◆ **Görev Tanımı A**: 2014 ekonomisine ilişkin belgede "Gündem > Ekonomik" ifadesinden başlayıp "gündem maddeleri oldu." ifadesi de dahil olmak üzere uzanan bölümü hiç değiştirmeden yineleyin.
◆ **Görev Tanımı B**: 2014'te ekonomi yönetimini bekleyen zorlukları anlatan belgeyi, gösterilen son cümleden sonra gelecek biçimde sürdürüp tamamlayın.

◆ **Belge**:

Gündem

 Deniz Feneri Balyoz Harekat Planı
 Demokratik Açılım İrtica Eylem Planı
 Siyasi Gündem Ergenekon
 Ekonomik Gündem 

 Gündem > Ekonomik Gündem > 2014'te ekonomi yönetiminin önündeki zorluklar

2014'te ekonomi yönetiminin önündeki zorluklar
 

5 ekonomi yazarı, 2014'te Türkiye ekonomisini zorlayabilecek zorlukları ve riskleri yazdı.

Cari açık ve siyasi riskler 2014'te öne çıkması beklenen konular

Cari açığı düşürme gayretleri ve ekonomik büyümedeki yavaşlama, 2013 yılında Türkiye ekonomisine ilişkin tartışmaların ana gündem maddeleri oldu.

Ekonomi yönetimi, 2010'da milli gelirin yüzde 10'una kadar yükselen cari açığı kontrol altına almak için uyguladığı "yumuşak iniş" politikalarının bir sonucu olarak büyüme 2012'den itibaren yavaşlamaya başladı. 2012'de yüzde 2,2, 2013'te yüzde 3-4 büyümesi beklenen Türkiye, cari açık artışını yavaşlatmayı başardı. Hükümet, bu yıl sonunda açığın milli gelire oranının yüzde 7,1'e düşürmeyi amaçlıyor.

Ancak ekonomistlere göre bu oran da hala riskli ve daha ileri adımların atılmasını gerektiriyor. 2008 küresel krizi sonrası artan parasal genişleme politikalarının sonuna yaklaşılırken, Türkiye'nin de aralarında bulunduğu cari açığı yüksek ülkelerin, fonlama sıkıntısı ile karşılaşabileceği endişeleri artıyor.

5 ekonomi yazarı, Türkiye ekonomisinin 2014'te karşılaşabileceği zorlukları yazarken siyasi, makro ekonomik ve para politikasına yönelik riskleri sıraladılar. Yazılardaki ortak nokta, yüksek cari açık ve seçimler nedeniyle artması muhtemel siyasi tansiyon oldu

ERCAN KUMCU / Haber Türk Gazetesi Yazarı

Gelişmiş ülkeler içinde en hızlı toparlanan Amerikan ekonomisi 2014 yılında yüzde 3 civarında büyüyebilir. Bu düzeydeki bir büyüme parasal genişlemenin yavaşlatılması olasılığını hep canlı tutacaktır. Uluslararası likiditedeki artış giderek yavaşlayacak. Ama, merkez bankalarının çok sert çıkışlar yapması beklenmemeli. Dolayısıyla, uluslararası yatırımcılar 2014 yılında daha seçici olabilir. Avrupa, özellikle Euro Bölgesi ekonomileri 2014 yılında da debelenmeye devam edecek gibi görünüyor.

[Nesne nokta etiketleri]
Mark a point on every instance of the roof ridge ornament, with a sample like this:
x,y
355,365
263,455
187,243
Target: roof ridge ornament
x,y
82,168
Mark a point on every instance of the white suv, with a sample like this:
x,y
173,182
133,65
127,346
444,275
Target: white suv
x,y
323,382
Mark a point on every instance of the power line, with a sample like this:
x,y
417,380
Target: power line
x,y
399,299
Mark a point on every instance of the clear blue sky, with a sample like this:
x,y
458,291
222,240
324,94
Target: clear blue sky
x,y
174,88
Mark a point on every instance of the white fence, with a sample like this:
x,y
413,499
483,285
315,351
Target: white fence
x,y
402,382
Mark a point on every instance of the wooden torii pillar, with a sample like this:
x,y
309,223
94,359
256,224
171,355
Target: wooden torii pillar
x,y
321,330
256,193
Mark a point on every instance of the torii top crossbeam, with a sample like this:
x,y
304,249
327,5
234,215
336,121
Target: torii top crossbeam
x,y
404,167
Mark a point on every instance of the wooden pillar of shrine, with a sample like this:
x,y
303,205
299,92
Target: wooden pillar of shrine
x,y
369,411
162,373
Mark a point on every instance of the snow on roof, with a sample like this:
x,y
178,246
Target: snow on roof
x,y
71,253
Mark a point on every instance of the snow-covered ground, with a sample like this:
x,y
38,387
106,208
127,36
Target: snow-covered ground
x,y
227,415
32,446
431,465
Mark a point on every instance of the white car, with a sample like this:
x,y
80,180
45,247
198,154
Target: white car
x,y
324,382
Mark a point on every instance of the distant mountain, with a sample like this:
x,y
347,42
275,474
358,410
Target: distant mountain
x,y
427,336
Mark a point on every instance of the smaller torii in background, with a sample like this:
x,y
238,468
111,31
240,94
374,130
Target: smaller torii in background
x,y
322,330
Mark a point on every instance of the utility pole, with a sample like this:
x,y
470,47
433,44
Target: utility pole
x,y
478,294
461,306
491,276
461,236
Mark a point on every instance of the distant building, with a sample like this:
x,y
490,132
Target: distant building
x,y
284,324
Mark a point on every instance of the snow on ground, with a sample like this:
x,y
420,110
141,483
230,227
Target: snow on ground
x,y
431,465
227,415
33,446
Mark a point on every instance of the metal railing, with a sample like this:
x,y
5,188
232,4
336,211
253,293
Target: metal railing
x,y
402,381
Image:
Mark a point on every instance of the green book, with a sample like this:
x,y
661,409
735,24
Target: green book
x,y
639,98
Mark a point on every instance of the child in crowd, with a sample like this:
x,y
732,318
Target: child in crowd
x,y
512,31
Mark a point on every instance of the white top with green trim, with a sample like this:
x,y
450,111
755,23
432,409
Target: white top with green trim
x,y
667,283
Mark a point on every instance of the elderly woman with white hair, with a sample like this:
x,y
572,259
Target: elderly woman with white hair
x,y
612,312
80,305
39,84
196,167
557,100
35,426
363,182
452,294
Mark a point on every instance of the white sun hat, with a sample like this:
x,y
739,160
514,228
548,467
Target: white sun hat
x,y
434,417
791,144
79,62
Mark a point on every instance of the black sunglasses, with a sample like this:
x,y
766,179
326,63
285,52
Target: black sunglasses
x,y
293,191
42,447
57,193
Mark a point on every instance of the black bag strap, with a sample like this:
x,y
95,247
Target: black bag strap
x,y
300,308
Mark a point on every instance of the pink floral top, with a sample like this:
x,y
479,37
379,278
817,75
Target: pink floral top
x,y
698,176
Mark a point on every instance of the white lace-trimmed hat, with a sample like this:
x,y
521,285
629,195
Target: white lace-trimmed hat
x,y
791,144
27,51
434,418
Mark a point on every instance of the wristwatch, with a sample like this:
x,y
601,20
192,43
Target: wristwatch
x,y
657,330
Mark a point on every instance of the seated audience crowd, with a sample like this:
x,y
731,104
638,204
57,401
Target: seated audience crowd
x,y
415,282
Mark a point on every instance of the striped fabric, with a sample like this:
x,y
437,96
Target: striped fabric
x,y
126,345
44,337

◆ **Görev Yanıtı A**:
Gündem > Ekonomik Gündem > 2014'te ekonomi yönetiminin önündeki zorluklar

2014'te ekonomi yönetiminin önündeki zorluklar
 

5 ekonomi yazarı, 2014'te Türkiye ekonomisini zorlayabilecek zorlukları ve riskleri yazdı.

Cari açık ve siyasi riskler 2014'te öne çıkması beklenen konular

Cari açığı düşürme gayretleri ve ekonomik büyümedeki yavaşlama, 2013 yılında Türkiye ekonomisine ilişkin tartışmaların ana gündem maddeleri oldu.

◆ **Görev Yanıtı B**:
Gelişmekte olan ekonomiler 2014 yılında birbirinden ayrışabilir. Uluslararası yatırımcılar seçici oldukları sürece, bizim gibi cari işlemler açığı ile büyüyen ekonomiler daha az tercih edilebilir. Çin ekonomisi bir patlama yapmadığı sürece emtia fiyatlarında rahatsız edici bir artış beklemek için bir neden yok.

Yüzde 4 civarında bir ekonomik büyüme 2014 yılı için makul görünüyor. Küresel likiditedeki oynaklıklar, uluslararası yatırımcıların daha seçici hale gelmesi döviz kurlarında oynaklıklar yaratabilir. Enflasyon, büyük ölçüde döviz kurlarına bağlı olacak. Döviz kurlarındaki oynaklıklar ne kadar törpülenebilirse, enflasyonun hedefe yaklaşması o denli daha kolay olacak. 2014 yılı içinde de cari işlemler açığı ve enflasyon gibi konuları çok sık konuşuyor olacağız.

Jeo-politik risklerin artması petrol başta olmak üzere emtia fiyatlarını artırabilir. İran anlaşmasının devam etmesi bu anlamda önemli.

Seçim sürecinin sert geçmesi genelde beklentileri bozan bir unsur olabilir. Ama, seçim döneminin normalde makro ekonomik dengeleri bozması için bir neden olması söz konusu değil.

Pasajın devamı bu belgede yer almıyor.